Only the lines from the one containing "of the navy" to the end of the records belong in the output; print them exactly.

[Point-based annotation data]
----

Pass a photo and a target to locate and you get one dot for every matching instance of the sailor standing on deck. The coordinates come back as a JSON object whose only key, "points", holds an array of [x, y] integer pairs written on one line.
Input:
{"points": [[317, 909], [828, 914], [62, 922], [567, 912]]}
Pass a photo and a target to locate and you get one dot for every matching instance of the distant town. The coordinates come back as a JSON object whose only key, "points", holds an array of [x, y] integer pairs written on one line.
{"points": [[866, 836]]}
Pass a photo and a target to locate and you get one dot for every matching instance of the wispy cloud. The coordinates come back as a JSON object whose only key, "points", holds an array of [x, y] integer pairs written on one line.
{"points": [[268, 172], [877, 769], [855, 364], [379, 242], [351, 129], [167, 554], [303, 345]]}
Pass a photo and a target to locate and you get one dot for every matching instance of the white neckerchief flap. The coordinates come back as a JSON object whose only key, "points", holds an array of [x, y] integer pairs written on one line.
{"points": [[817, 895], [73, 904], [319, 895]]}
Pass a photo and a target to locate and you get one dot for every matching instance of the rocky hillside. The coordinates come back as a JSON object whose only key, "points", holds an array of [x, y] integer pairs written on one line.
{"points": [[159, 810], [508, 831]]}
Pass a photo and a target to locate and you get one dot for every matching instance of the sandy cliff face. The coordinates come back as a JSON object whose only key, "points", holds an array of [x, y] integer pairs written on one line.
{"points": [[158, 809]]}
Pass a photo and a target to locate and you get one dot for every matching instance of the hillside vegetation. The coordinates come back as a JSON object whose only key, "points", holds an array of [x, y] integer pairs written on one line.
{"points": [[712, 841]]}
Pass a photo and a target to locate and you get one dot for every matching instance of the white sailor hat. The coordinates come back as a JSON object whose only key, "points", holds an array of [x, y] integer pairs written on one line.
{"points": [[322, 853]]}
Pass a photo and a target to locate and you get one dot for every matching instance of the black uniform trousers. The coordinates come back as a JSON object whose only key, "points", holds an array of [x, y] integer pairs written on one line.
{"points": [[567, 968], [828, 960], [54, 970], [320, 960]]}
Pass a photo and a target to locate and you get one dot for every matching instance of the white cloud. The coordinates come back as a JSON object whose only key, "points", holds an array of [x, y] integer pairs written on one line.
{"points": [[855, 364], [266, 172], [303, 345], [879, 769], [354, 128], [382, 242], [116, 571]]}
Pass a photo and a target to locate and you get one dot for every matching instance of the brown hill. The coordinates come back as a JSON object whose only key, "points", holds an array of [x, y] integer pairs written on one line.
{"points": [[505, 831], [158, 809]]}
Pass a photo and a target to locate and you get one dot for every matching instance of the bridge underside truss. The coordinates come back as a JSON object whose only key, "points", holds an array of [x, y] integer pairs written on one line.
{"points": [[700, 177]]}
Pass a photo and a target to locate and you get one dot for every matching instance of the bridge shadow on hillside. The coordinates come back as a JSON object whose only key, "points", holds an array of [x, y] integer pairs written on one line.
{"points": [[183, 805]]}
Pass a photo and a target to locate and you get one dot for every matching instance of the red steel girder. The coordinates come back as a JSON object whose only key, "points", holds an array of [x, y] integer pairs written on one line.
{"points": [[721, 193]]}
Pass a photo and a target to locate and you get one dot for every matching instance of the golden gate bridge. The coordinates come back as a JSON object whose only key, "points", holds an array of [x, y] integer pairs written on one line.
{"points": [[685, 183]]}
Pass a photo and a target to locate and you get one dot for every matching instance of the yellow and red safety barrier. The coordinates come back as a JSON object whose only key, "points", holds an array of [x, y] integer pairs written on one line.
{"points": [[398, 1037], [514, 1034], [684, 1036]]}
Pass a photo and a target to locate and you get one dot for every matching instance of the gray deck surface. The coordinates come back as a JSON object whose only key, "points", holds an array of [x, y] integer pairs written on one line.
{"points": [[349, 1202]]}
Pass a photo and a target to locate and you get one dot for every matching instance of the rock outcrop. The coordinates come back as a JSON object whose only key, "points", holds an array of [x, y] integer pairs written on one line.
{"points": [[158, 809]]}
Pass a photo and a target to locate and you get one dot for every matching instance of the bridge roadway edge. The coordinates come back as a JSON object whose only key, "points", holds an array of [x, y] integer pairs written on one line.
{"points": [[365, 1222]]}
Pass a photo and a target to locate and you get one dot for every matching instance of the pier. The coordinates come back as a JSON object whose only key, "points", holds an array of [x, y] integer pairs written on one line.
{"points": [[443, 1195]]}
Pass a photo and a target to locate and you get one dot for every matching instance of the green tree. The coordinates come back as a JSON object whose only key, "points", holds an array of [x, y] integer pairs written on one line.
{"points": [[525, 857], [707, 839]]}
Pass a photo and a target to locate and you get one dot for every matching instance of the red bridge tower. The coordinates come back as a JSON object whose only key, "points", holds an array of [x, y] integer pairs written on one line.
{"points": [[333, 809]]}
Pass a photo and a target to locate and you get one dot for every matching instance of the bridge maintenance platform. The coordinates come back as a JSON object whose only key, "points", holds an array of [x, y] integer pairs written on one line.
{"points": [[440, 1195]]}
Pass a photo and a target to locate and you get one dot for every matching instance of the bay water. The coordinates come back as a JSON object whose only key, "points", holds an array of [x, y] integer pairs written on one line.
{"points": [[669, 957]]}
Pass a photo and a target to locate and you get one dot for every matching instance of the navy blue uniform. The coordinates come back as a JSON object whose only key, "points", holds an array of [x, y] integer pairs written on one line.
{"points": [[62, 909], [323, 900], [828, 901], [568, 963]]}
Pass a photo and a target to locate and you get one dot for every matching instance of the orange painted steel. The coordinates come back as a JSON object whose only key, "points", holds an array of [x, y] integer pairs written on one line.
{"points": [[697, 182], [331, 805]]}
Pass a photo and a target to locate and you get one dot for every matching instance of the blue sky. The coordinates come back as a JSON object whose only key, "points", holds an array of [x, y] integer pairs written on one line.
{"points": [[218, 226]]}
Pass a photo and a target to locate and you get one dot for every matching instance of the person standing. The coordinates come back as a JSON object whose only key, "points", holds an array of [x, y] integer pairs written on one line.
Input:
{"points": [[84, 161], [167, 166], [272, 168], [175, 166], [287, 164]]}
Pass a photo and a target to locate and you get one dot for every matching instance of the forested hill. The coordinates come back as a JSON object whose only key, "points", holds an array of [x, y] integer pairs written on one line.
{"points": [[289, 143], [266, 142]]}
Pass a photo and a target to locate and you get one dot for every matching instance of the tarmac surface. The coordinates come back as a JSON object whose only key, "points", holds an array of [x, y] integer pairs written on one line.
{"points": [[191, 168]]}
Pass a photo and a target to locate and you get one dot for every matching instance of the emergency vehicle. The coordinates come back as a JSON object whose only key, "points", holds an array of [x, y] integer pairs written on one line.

----

The response:
Pass a photo and a target to locate and you get one dot for every matching instance of the navy blue uniform. The coordinates come back as a JSON object whose only key, "points", holds an array of [x, y] integer pairs written on one line.
{"points": [[62, 909], [323, 900], [828, 901], [568, 963]]}
Pass a photo and a target to locate and you get one dot for every matching instance of the orange painted steel. The coordinates come back as a JSON object whose only key, "points", holds an array of [x, y] integer pairs written on one line.
{"points": [[697, 182], [331, 805]]}
Pass a photo and a target to locate and you get one dot for every matching instance of the blue sky. The coordinates come back as a JSON object whose only key, "points", holds an array of [x, y] integer pairs written on one line.
{"points": [[218, 226]]}
Pass a photo and a target to locate and you get one dot for every matching instance of the person standing. The coordinates come back as a JSON object whose only key, "points", holds an array of [x, y] integer pairs written on one line.
Input:
{"points": [[84, 161], [167, 166], [272, 168], [175, 166], [287, 164]]}
Pass a photo and a target to locate and you get one dot for every matching instance of the forested hill. The coordinates come back as a JSON object whose only key, "points", holds an array of [x, y] integer pairs written on one line.
{"points": [[289, 143], [266, 142]]}
Pass a photo and a target to locate and you get one dot for every matching instance of the tarmac surface. The coordinates come back as a JSON object whose only key, "points", holds an array of [x, y] integer pairs written on one line.
{"points": [[191, 168]]}
Pass a photo and a target to locate and you get one dot for every matching instance of the emergency vehicle. The coordinates come back as a JSON object whose only key, "points", holds an array of [x, y] integer pairs written on one line.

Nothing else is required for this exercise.